= Royal British Nurses' Association =

Nursing organisation in the United Kingdom

The Royal British Nurses' Association was founded in December 1887 by Ethel Bedford-Fenwick, with leading matrons from voluntary, local authority and military hospitals including; Isla Stewart of St Bartholomew's Hospital, Godiva Thorold of the Middlesex Hospital, Miss Hogg of Haslar Hospital and Anne Gibson of Brownlow Hill Infirmary, Liverpool

The early objectives were : to obtain a charter to enable the association to examine and register nurses, conferring degrees; to devise schemes for annuity pensions and sick funds for nurses; the formation and management of convalescent and holiday homes for nurses as well as alms houses for retired nurses; and the organisation of conferences on questions relating to the profession of nursing. It described itself as a union or organisation of nurses for professional objects and campaigned for the establishment of a register of nurses. It wanted the training to last three years with national standards.

Task details | Write what comes next in the passage on the Royal British Nurses' Association, picking up after its final sentence. The data that comes next is separate material and has no connection to the Royal British Nurses' Association passage.

(Saved entries)

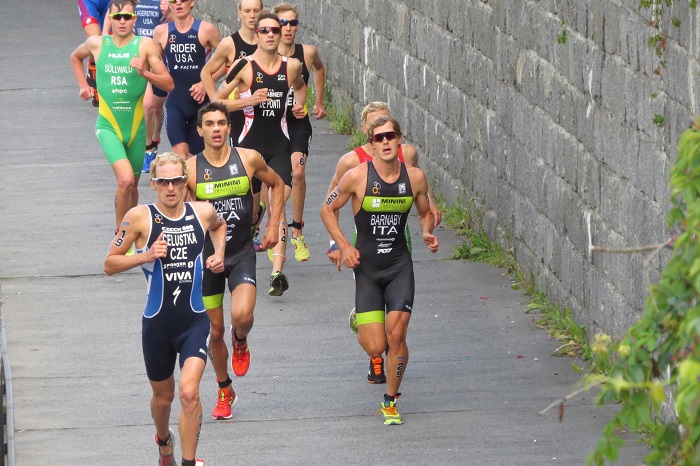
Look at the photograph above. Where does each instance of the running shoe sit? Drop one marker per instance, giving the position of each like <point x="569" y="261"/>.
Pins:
<point x="92" y="82"/>
<point x="376" y="371"/>
<point x="257" y="245"/>
<point x="147" y="159"/>
<point x="240" y="361"/>
<point x="167" y="460"/>
<point x="391" y="414"/>
<point x="225" y="401"/>
<point x="352" y="318"/>
<point x="301" y="252"/>
<point x="278" y="284"/>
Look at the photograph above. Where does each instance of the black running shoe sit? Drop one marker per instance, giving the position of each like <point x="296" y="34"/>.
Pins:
<point x="278" y="284"/>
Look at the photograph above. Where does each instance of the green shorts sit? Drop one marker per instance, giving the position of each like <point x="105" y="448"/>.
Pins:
<point x="115" y="148"/>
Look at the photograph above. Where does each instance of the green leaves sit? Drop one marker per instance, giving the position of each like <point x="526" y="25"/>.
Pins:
<point x="660" y="355"/>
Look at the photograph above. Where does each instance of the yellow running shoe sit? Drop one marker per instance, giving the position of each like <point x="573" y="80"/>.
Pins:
<point x="391" y="414"/>
<point x="301" y="252"/>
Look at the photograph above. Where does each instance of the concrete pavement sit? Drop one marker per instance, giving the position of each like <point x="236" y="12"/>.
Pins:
<point x="80" y="391"/>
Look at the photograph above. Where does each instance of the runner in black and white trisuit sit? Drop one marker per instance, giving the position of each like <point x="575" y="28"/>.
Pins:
<point x="364" y="153"/>
<point x="186" y="42"/>
<point x="268" y="78"/>
<point x="223" y="176"/>
<point x="241" y="43"/>
<point x="149" y="14"/>
<point x="169" y="239"/>
<point x="300" y="130"/>
<point x="382" y="193"/>
<point x="125" y="64"/>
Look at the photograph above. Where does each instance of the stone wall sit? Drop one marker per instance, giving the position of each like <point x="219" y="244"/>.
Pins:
<point x="556" y="141"/>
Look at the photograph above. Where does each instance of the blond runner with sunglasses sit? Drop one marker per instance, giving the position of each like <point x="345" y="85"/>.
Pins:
<point x="276" y="77"/>
<point x="382" y="192"/>
<point x="300" y="131"/>
<point x="169" y="238"/>
<point x="125" y="63"/>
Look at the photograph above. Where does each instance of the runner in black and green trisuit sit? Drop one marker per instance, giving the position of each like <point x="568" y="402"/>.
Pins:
<point x="125" y="63"/>
<point x="223" y="176"/>
<point x="382" y="192"/>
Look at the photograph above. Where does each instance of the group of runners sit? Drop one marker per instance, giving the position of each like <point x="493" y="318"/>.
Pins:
<point x="239" y="152"/>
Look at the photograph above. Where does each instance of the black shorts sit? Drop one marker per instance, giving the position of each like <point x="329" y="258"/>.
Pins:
<point x="160" y="351"/>
<point x="300" y="133"/>
<point x="158" y="92"/>
<point x="282" y="165"/>
<point x="239" y="268"/>
<point x="391" y="289"/>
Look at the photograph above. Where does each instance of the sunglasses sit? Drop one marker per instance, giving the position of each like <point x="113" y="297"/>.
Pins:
<point x="175" y="180"/>
<point x="269" y="29"/>
<point x="291" y="22"/>
<point x="379" y="137"/>
<point x="122" y="16"/>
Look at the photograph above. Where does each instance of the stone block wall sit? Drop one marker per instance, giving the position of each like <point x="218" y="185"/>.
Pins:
<point x="556" y="141"/>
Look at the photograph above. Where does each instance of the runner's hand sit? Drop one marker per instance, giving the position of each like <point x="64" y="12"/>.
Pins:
<point x="260" y="96"/>
<point x="158" y="249"/>
<point x="319" y="111"/>
<point x="86" y="92"/>
<point x="215" y="263"/>
<point x="298" y="111"/>
<point x="137" y="64"/>
<point x="431" y="241"/>
<point x="350" y="257"/>
<point x="198" y="93"/>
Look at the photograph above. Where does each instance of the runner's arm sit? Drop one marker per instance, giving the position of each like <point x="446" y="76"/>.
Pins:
<point x="217" y="62"/>
<point x="132" y="228"/>
<point x="319" y="80"/>
<point x="77" y="59"/>
<point x="340" y="195"/>
<point x="155" y="72"/>
<point x="419" y="185"/>
<point x="217" y="231"/>
<point x="276" y="186"/>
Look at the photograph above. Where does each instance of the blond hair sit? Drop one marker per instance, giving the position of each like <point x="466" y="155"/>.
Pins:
<point x="166" y="158"/>
<point x="284" y="7"/>
<point x="381" y="120"/>
<point x="240" y="4"/>
<point x="373" y="107"/>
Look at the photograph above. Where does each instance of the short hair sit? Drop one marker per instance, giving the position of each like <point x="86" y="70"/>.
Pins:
<point x="166" y="158"/>
<point x="120" y="4"/>
<point x="264" y="14"/>
<point x="381" y="120"/>
<point x="240" y="4"/>
<point x="213" y="107"/>
<point x="374" y="107"/>
<point x="285" y="7"/>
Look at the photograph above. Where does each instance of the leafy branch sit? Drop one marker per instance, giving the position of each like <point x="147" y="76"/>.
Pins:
<point x="658" y="360"/>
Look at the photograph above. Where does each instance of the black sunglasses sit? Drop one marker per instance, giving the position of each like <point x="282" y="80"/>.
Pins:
<point x="175" y="180"/>
<point x="265" y="30"/>
<point x="379" y="137"/>
<point x="122" y="16"/>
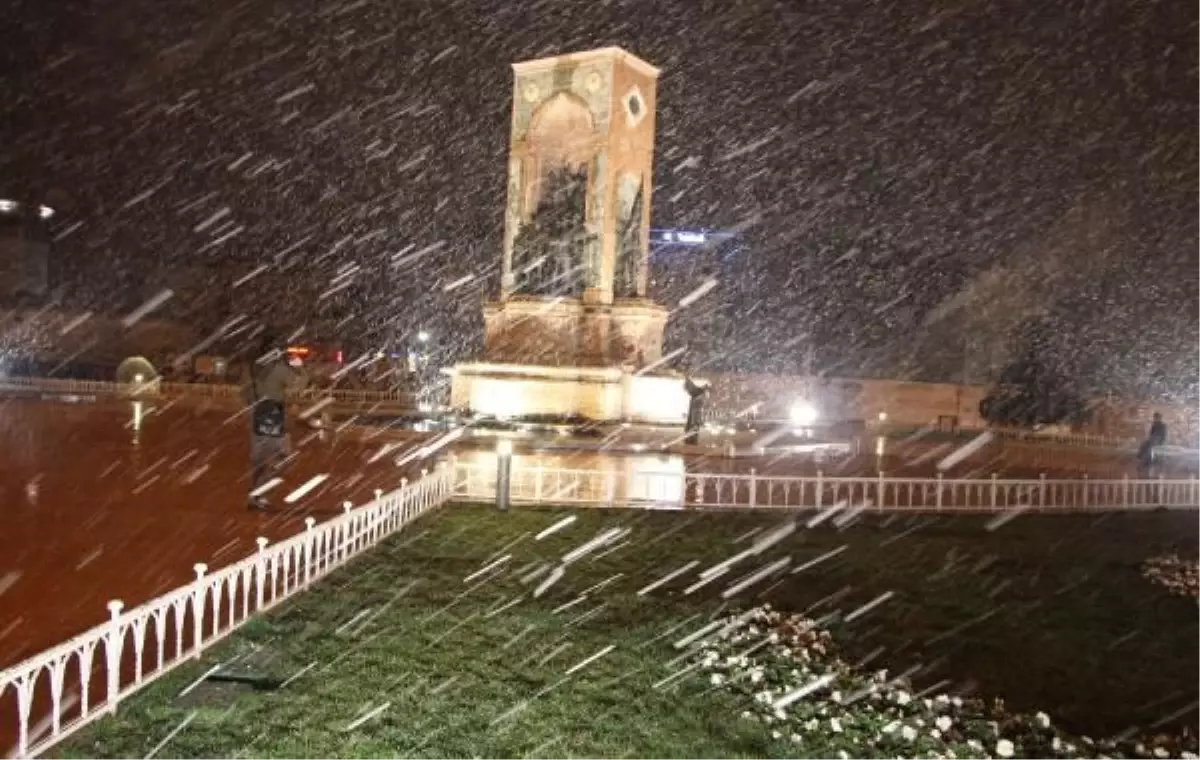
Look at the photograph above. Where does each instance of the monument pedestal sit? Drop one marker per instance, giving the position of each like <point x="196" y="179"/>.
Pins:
<point x="599" y="394"/>
<point x="573" y="334"/>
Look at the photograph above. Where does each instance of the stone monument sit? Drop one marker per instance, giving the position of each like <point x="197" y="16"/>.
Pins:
<point x="573" y="333"/>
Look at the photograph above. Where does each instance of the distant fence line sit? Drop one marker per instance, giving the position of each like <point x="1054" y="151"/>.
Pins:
<point x="51" y="695"/>
<point x="682" y="490"/>
<point x="203" y="390"/>
<point x="408" y="400"/>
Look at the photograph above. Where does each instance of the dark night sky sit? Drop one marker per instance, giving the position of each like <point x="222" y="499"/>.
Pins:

Reply |
Princess Christian was the president from its foundation. The first trustees were the Duke of St.Albans and the Duke of Abercorn. In 1891, it received the prefix "Royal", and received a royal charter in 1892. In a speech Princess Christian made in 1893, she made clear that the association was working towards "improving the education and status of those devoted and self-sacrificing women whose whole lives have been devoted to tending the sick, the suffering, and the dying". In the same speech, she warned about opposition and misrepresentation they had encountered. Although the association was in favour of registration as a means of enhancing and guaranteeing the professional status of trained nurses, its charter with the Privy Council allowed it to maintain a list rather than a formal register of nurses, but as the list had no formal status few nurses joined it, and the campaign for registration continued. The charter altered the constitution, and Mrs Bedford-Fenwick lost her permanent position. One condition of the royal charter was the placing of representatives of medical associations on the Executive Board and especially a large number of general practitioners on the committee entrusted with the registration of nurses. The British Medical Association had not been in favour of the charter.

Alice Ravenhill was the secretary of the association from 1894 to 1897. Other prominent members included Beatrice Cutler, Margaret Graham, Margaret Huxley, Rachel Lumsden Non-nurses included Alice Ravenhill Secretary from 1894; Herbert J. Paterson who was medical honorary secretary c.1910; Josephine Barnes President c.1990.

It set up a nurses' co-operative, the Chartered Nurses Association, in 1896. In 1905 it employed 120 nurses taking 7.5% of their earnings.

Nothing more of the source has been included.